** BEGIN **

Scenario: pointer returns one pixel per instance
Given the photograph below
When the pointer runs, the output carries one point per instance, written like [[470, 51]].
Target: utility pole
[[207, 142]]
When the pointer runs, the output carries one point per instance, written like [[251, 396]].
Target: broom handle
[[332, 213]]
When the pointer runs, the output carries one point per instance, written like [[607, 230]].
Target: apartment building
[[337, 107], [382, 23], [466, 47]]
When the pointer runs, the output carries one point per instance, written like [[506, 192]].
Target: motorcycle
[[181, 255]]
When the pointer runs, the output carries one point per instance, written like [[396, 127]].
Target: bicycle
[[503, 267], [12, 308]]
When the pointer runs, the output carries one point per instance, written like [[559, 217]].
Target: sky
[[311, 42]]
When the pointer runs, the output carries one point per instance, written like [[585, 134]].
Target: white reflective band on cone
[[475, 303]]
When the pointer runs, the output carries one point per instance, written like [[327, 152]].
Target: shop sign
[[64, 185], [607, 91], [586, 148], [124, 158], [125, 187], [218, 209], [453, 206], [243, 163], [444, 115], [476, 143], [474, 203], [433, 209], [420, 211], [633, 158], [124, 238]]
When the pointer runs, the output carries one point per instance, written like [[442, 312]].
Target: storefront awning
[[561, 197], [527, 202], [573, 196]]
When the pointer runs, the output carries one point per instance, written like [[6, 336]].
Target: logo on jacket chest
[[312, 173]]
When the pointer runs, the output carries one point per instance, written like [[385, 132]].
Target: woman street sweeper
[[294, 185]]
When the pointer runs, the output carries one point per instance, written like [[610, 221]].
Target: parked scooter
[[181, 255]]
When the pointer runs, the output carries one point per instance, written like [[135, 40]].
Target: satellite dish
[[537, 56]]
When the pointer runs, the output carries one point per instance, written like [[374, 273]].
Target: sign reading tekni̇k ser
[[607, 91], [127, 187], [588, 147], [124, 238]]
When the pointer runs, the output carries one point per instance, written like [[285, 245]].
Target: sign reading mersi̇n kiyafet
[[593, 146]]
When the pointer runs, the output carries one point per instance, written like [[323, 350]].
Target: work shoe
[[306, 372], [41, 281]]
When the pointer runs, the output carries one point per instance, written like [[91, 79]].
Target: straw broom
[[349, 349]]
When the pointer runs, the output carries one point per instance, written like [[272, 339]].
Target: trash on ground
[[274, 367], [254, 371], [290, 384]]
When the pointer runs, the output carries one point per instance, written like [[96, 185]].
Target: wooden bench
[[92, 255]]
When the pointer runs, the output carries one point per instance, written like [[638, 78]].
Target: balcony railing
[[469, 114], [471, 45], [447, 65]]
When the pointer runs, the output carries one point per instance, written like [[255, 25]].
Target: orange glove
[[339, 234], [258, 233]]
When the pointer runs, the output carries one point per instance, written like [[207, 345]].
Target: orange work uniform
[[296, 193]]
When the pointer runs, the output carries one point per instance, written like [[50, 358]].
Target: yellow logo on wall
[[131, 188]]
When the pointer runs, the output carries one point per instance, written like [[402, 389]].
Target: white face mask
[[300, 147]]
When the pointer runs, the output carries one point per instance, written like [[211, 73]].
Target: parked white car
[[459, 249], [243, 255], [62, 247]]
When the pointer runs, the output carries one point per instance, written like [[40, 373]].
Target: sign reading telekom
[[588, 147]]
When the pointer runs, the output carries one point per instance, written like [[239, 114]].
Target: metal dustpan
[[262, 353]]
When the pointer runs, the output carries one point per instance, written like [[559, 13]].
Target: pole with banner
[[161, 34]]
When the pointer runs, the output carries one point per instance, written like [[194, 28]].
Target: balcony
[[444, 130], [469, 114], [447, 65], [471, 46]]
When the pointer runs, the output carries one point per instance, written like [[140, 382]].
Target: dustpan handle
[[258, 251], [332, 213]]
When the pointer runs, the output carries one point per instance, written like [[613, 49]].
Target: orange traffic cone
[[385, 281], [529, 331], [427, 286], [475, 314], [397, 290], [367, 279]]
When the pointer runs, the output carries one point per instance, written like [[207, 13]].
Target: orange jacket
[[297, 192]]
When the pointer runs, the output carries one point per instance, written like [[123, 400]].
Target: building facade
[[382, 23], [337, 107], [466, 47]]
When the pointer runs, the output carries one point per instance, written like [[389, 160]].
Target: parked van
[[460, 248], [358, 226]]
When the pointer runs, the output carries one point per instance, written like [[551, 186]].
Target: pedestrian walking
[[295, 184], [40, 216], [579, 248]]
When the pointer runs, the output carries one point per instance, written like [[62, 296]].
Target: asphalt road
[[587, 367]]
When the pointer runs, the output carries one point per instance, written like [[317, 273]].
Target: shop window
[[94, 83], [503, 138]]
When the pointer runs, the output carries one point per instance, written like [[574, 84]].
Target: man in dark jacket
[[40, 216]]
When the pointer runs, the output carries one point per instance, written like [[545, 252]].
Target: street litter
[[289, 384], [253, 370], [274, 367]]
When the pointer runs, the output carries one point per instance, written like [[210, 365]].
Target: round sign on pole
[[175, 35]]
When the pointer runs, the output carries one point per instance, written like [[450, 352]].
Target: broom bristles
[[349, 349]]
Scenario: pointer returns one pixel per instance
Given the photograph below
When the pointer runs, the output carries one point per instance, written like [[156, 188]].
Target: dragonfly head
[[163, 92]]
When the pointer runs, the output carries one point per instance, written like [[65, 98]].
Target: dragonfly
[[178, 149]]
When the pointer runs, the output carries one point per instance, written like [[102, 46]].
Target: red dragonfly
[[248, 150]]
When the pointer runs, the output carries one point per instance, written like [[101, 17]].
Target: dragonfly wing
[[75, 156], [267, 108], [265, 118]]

** END **

§ What you have to do:
Could you render all of the material above as a numbered list, with blank lines dropped?

§ Reply to the exercise:
1. Scenario: pointer returns one pixel per instance
2. Given the photograph below
3. When the pointer runs, the output carries one point per instance, written like [[470, 51]].
4. Target: utility pole
5. [[207, 142]]
6. When the pointer runs, the output carries one point per instance, written like [[251, 396]].
7. Target: broom handle
8. [[332, 213]]
9. When the pointer runs, the output carries one point per instance, written like [[607, 230]].
10. Target: apartment building
11. [[337, 107], [382, 23], [466, 47]]
12. When the pointer runs, the output carries one point per instance, written like [[506, 192]].
13. Target: motorcycle
14. [[181, 255]]
15. When the pointer runs, the output carries one point per instance, written like [[396, 127]].
16. Target: bicycle
17. [[503, 267], [12, 308]]
18. When the pointer runs, the output carries one point per instance, written like [[559, 217]].
19. Target: sky
20. [[311, 42]]
21. When the pointer runs, the output carries one point per instance, written like [[585, 134]].
22. Target: white reflective band on cone
23. [[475, 303]]
24. When the pointer runs, the output carries one point per instance, written like [[327, 152]].
25. Target: shop sign
26. [[64, 185], [607, 91], [586, 148], [124, 158], [125, 187], [218, 209], [453, 206], [243, 163], [444, 115], [476, 143], [474, 203], [433, 209], [420, 211], [633, 158], [124, 238]]
27. When the pointer runs, the output carries one point per instance, written like [[442, 312]].
28. Target: storefront awning
29. [[561, 197], [527, 202], [573, 196]]
30. When the pointer runs, the output carries one point per instance, written like [[6, 336]].
31. Target: logo on jacket chest
32. [[312, 173]]
33. When the pointer runs, the output carries one point per instance, written like [[385, 132]].
34. Target: woman street sweeper
35. [[294, 185]]
36. When the pointer runs, the output carries one point per instance, written like [[610, 221]].
37. Target: parked scooter
38. [[181, 255]]
39. When the pointer runs, the output carries one point per instance, written like [[135, 40]].
40. Target: satellite dish
41. [[537, 56]]
42. When the pointer runs, the output carries one point per instance, written like [[374, 273]].
43. Target: sign reading tekni̇k ser
44. [[607, 91], [127, 187], [588, 147], [124, 238]]
45. When the pointer runs, the output carries one point per instance, written like [[285, 245]].
46. Target: sign reading mersi̇n kiyafet
47. [[593, 146]]
48. When the pointer runs, the output carries one point per instance, written like [[323, 350]].
49. Target: work shoe
50. [[306, 372], [41, 281]]
51. When the pointer runs, the output carries one point per instance, written like [[91, 79]].
52. Target: straw broom
53. [[349, 349]]
54. When the pointer runs, the output carries one point per instance, written like [[272, 339]].
55. Target: trash on ground
56. [[274, 367], [254, 371], [290, 384]]
57. When the pointer runs, the output carries one point per instance, written like [[96, 185]].
58. Target: wooden bench
59. [[92, 255]]
60. When the pointer runs, the output carries one point per instance, written like [[638, 78]].
61. Target: balcony railing
62. [[469, 114], [471, 45], [447, 65]]
63. When the pointer runs, the output carries one point per instance, written like [[255, 25]].
64. Target: orange glove
65. [[339, 234], [258, 233]]
66. When the pointer runs, the output carries one point per instance, written like [[207, 345]].
67. Target: orange work uniform
68. [[296, 193]]
69. When the pointer runs, the output carries one point per instance, written like [[50, 358]].
70. Target: yellow logo on wall
71. [[131, 188]]
72. When the pointer runs, the output carries one point per instance, written like [[402, 389]].
73. Target: white face mask
74. [[300, 147]]
75. When the pointer runs, the output carries one point per instance, written like [[211, 73]].
76. Target: parked white car
77. [[459, 249], [243, 255], [62, 247]]
78. When the pointer runs, the output carries one point per instance, written like [[40, 373]].
79. Target: sign reading telekom
80. [[588, 147]]
81. When the pointer runs, the output carries one point per instance, written like [[239, 114]].
82. Target: metal dustpan
83. [[262, 353]]
84. When the pointer runs, the output carries one point per instance, written like [[559, 13]].
85. Target: pole with banner
86. [[161, 34]]
87. When the pointer runs, the output carries one point per instance, written like [[194, 28]].
88. Target: balcony
89. [[444, 130], [469, 114], [447, 65], [471, 46]]
90. When the pointer runs, the output carries one point per instance, written like [[140, 382]].
91. Target: dustpan handle
92. [[258, 251], [332, 213]]
93. When the pointer runs, the output carries one point per instance, written like [[613, 49]].
94. Target: orange traffic cone
95. [[385, 281], [529, 331], [427, 286], [475, 314], [397, 290], [367, 279]]
96. When the pointer runs, the output carries one point per instance, written like [[207, 13]].
97. Target: orange jacket
98. [[297, 192]]
99. When the pointer runs, the output carries one point per instance, written like [[123, 400]].
100. Target: building facade
101. [[382, 23], [337, 107], [466, 47]]
102. When the pointer runs, the output carries one point per instance, written like [[389, 160]].
103. Target: parked van
104. [[460, 248], [358, 226]]
105. When the pointer runs, the output carries one point per instance, written like [[551, 186]].
106. Target: pedestrian walking
107. [[295, 184], [40, 216], [579, 248]]
108. When the pointer runs, the output carries one point per instance, written like [[62, 296]].
109. Target: asphalt road
110. [[587, 367]]
111. When the pointer runs, the output carries one point per instance, written like [[317, 273]].
112. Target: shop window
113. [[94, 83], [503, 138]]
114. When the pointer runs, the output carries one point per instance, written like [[574, 84]].
115. Target: man in dark jacket
116. [[40, 216]]
117. When the pointer runs, the output carries one point per instance, written like [[545, 252]].
118. Target: street litter
119. [[289, 384], [253, 370], [274, 367]]
120. When the pointer runs, the output carries one point per instance, written like [[210, 365]].
121. Target: round sign on pole
122. [[175, 35]]
123. When the pointer runs, the output carries one point per instance, written like [[450, 352]].
124. Target: broom bristles
125. [[349, 349]]
126. Scenario: pointer returns one pixel per instance
127. Given the photograph below
128. When the pointer runs, the output carries one point per instance, written like [[156, 188]].
129. Target: dragonfly head
130. [[163, 92]]
131. When the pointer runs, the output carries one point per instance, written like [[65, 98]].
132. Target: dragonfly
133. [[178, 149]]
134. When the pointer runs, the output carries one point per instance, written like [[102, 46]].
135. Target: red dragonfly
136. [[248, 150]]
137. When the pointer runs, the output carries one point per instance, written like [[101, 17]].
138. Target: dragonfly wing
139. [[75, 156], [267, 108], [265, 118]]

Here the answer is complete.